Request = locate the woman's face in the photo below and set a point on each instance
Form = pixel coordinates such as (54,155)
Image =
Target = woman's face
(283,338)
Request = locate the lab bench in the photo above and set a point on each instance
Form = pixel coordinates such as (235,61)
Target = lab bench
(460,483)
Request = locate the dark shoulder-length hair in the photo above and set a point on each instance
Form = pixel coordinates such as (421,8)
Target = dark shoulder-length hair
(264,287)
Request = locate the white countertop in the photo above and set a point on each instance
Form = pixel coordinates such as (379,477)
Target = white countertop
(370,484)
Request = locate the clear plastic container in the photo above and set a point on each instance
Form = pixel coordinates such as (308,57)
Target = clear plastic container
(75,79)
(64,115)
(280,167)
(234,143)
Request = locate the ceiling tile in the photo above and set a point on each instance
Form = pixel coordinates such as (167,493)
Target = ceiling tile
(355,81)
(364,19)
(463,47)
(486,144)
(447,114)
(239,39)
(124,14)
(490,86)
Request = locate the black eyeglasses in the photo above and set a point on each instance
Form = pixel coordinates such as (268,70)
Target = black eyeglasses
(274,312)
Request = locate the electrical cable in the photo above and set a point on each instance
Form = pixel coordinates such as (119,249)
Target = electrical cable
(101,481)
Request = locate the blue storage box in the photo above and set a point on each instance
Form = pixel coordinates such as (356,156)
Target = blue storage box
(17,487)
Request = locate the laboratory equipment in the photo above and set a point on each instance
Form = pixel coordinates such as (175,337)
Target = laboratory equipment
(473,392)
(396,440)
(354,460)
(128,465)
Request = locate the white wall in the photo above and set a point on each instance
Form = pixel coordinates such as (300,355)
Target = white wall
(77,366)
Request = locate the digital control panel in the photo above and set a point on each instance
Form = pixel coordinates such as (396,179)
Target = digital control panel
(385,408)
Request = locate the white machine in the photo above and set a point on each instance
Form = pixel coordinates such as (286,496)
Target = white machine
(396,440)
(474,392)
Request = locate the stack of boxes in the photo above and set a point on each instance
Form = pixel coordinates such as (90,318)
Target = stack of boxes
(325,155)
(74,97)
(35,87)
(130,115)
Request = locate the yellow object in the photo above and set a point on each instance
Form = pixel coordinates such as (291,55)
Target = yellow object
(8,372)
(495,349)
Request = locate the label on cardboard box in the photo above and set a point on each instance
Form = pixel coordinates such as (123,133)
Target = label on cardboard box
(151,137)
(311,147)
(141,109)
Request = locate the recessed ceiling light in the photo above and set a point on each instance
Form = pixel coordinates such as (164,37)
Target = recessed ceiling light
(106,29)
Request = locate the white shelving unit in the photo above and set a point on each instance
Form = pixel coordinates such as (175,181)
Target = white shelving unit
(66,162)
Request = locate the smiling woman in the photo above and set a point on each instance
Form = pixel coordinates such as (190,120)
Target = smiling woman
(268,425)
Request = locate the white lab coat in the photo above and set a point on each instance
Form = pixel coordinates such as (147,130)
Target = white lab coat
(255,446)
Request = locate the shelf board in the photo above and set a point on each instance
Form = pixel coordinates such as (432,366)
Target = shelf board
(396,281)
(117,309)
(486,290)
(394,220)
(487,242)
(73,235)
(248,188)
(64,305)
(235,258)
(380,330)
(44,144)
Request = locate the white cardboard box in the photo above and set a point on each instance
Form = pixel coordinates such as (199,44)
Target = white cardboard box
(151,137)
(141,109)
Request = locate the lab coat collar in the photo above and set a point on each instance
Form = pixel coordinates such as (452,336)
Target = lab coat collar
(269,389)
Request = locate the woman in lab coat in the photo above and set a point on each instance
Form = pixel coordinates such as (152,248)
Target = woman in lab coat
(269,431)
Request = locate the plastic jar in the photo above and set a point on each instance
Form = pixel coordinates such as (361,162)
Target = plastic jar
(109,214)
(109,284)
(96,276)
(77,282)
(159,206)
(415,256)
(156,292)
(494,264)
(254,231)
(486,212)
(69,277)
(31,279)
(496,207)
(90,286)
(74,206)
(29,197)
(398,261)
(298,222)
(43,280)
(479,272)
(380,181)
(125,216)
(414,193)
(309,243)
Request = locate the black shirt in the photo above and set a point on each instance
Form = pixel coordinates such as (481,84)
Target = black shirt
- - -
Each entry above is to be printed again exactly.

Problem solution:
Request = locate the woman's face in the photo below and set a point on each instance
Form = pixel coordinates such as (54,155)
Image =
Target = woman's face
(283,338)
Request = locate the lab bench in the photo above and set a point on each instance
Form = pixel coordinates such as (235,61)
Target = lab bench
(460,483)
Request = locate the dark shoulder-length hair in the photo above and set a point on each instance
Form = pixel coordinates such as (421,8)
Target = dark shoulder-length hair
(264,287)
Request = locate the white countertop in the photo above and set a point on each instance
Form = pixel coordinates such as (379,477)
Target = white countertop
(370,484)
Request = locate the clear plastic container in the photo above and set a point on each instance
Form = pixel coordinates such as (308,57)
Target = clear plastic container
(75,79)
(64,115)
(280,167)
(234,143)
Request = locate the ceiling tile in the photo above and set a point on each instance
Form = pixel coordinates such as (167,493)
Target = ceiling tile
(355,81)
(364,19)
(463,47)
(486,144)
(447,114)
(239,39)
(124,14)
(490,86)
Request = locate the black eyeglasses in the photo above and set a point on each instance
Form = pixel coordinates such as (268,70)
Target = black eyeglasses
(274,312)
Request = locate the electrical cable in the photo above and set a point on each instance
Form = pixel coordinates such as (119,249)
Target = electrical cable
(101,481)
Request = locate the blue storage box in the photo above and set a point on each instance
Form = pixel coordinates such as (356,156)
Target = blue storage box
(17,487)
Request = locate the laboratory equipment in the photo above and set a point on each instance
Form = pixel coordinates such as (175,337)
Target = laboratory equipment
(473,392)
(396,440)
(354,460)
(128,465)
Request = locate the white wall in the photo above and set a point on each instance
Form = pixel coordinates such as (300,355)
Target = white wall
(77,366)
Request = locate the digital control panel in the photo above and set a point on each instance
Form = pixel coordinates such as (396,179)
Target = digital control panel
(385,408)
Request = locate the white machine in the photo above and set a point on each instance
Form = pixel coordinates such as (286,496)
Target = white machine
(396,440)
(474,392)
Request = locate the stack of boxes in the photo above and set a point on each instance
Form = pixel coordinates such as (90,318)
Target = stack of boxes
(325,155)
(74,97)
(35,87)
(130,115)
Request = locate the yellow object in the photo above and set a point on each instance
Form = pixel coordinates such as (291,55)
Target = yellow object
(8,372)
(495,349)
Request = locate the label on cardboard box in the photo above and set a point on each instance
Form = pixel coordinates such as (123,133)
Target = label on cardboard box
(151,137)
(311,147)
(141,109)
Request = locate the recessed ceiling light in the photo above and set a point on each instance
Form = pixel coordinates such as (164,37)
Target = recessed ceiling light
(106,29)
Request = locate the white shelving unit in the photo above and set a point on each instance
Form = pixel coordinates such as (175,181)
Target = white shelving unit
(66,162)
Request = locate the smiling woman in the photo above and set a point on each instance
Form = pixel coordinates such as (190,120)
Target = smiling woman
(268,425)
Request = locate the white lab coat in the photo above and set a point on each instance
Form = pixel coordinates such as (147,130)
Target = white lab coat
(255,446)
Request = locate the shelf board in the photo above and set a point on each instance
Form = pixel coordinates such as (432,366)
Target = shelf board
(396,281)
(117,309)
(486,290)
(394,220)
(487,242)
(73,235)
(248,188)
(64,305)
(235,258)
(380,330)
(44,144)
Request = locate the white cardboard box in the photo above and set a point on each instance
Form = pixel coordinates such as (199,44)
Target = white cardboard box
(151,137)
(141,109)
Request = locate the lab coat collar in the photo above and set a point on each instance
Form = pixel coordinates such as (452,336)
Target = lab coat collar
(269,389)
Request = locate the woman in lab coat in the photo above and set a point on each instance
Form = pixel coordinates such as (152,248)
Target = woman in lab coat
(269,431)
Request = locate the plastic jar in the photo above and set a point on each instance
Form = pixel coordinates such as (361,162)
Target = plastic jar
(109,214)
(109,284)
(96,276)
(77,282)
(159,206)
(415,256)
(156,292)
(494,264)
(254,231)
(486,212)
(69,277)
(31,279)
(496,207)
(90,286)
(74,206)
(29,197)
(398,261)
(298,222)
(43,280)
(479,272)
(380,181)
(125,216)
(414,193)
(309,243)
Request = locate the black shirt in the photo above and set a point on each instance
Form = pixel coordinates such as (481,84)
Target = black shirt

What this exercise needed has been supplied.